Article:
•••••

The present disclosure relates to an electric water pump, and more particularly, to an electric water pump having a separate coolant flow passage therein.

BACKGROUND

A water pump for a vehicle circulates a coolant through an engine, a heater, etc. for cooling the engine and heating an inside of the vehicle. The coolant in the water pump recirculates after discharged from the water pump and exchanging heat with the engine, the heater, a radiator, or the like.
The water pump is classified into a mechanical water pump and an electric water pump.
The mechanical water pump operates according to rotation of a crankshaft, i.e., rotation of an engine revolutions per minute (RPM) by being connected with a pulley fixed to the crankshaft of the engine. Therefore, a flow rate of the coolant discharged from the mechanical water pump is determined according to the engine RPM.
Here, the flow rate of the coolant necessary for the heater, the radiator, etc. is determined without relation to the engine RPM. In a low engine speed region, since the heater and the radiator cannot operate normally, the engine speed needs to be increased for a normal operation of the heater and the radiator, thus increasing fuel consumption.
The electric water pump operates by a motor controlled through a controller. Therefore, the electric water pump can determine the flow rate of the coolant, regardless of the engine RPM.
However, waterproof function is required for components used in an electric water pump to improve performance and durability of the electric water pump.
The demand for the electric water pump has been increasing. Accordingly, technologies for improving performance and durability of the electric water pump have been developing.
The electric water pump requires a separate pump driver to control an electric motor, and the pump driver is assembled integrally with the electric water pump as a printed circuit board (PCB) in which electrical elements of a microprocessor, a condenser, a resistor, a switch, etc. are integrated.

•••••

Stated exercise: Please write the next part of the electric water pump text above, picking up right after its last sentence.

Data:
•••••

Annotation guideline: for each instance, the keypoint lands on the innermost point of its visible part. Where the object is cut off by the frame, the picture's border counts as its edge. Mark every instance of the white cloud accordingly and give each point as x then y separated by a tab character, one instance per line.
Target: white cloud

•••••

Exercise output:
The PCB is mounted in a pump driver room which is formed at a rear or side portion of the electric water pump. The pump driver room is prevented from water flowing therein by having a sealed structure.
In general, when there is a high load during driving due to a high load of the electric motor, temperature of the PCB also increases.
In addition, since high temperature of about 150 degrees centigrade is maintained in a periphery of the engine on which the electric water pump is mounted, temperature of the pump driver room and the PCB of the electric water pump is high.
The above information disclosed in this Background section is only for enhancement of understanding of the background of the invention, and therefore, it may contain information that does not form the prior art that is already known in this country to a person of ordinary skill in the art.

SUMMARY

An aspects of the present inventive concept provides a cooling structure of an electric water pump capable of increasing heat release efficiency of a pump driver and a pump driver room by forming a coolant flow passage in a bulkhead mounted between a motor room and the pump driver room of the electric water pump and running coolant through the coolant flow passage.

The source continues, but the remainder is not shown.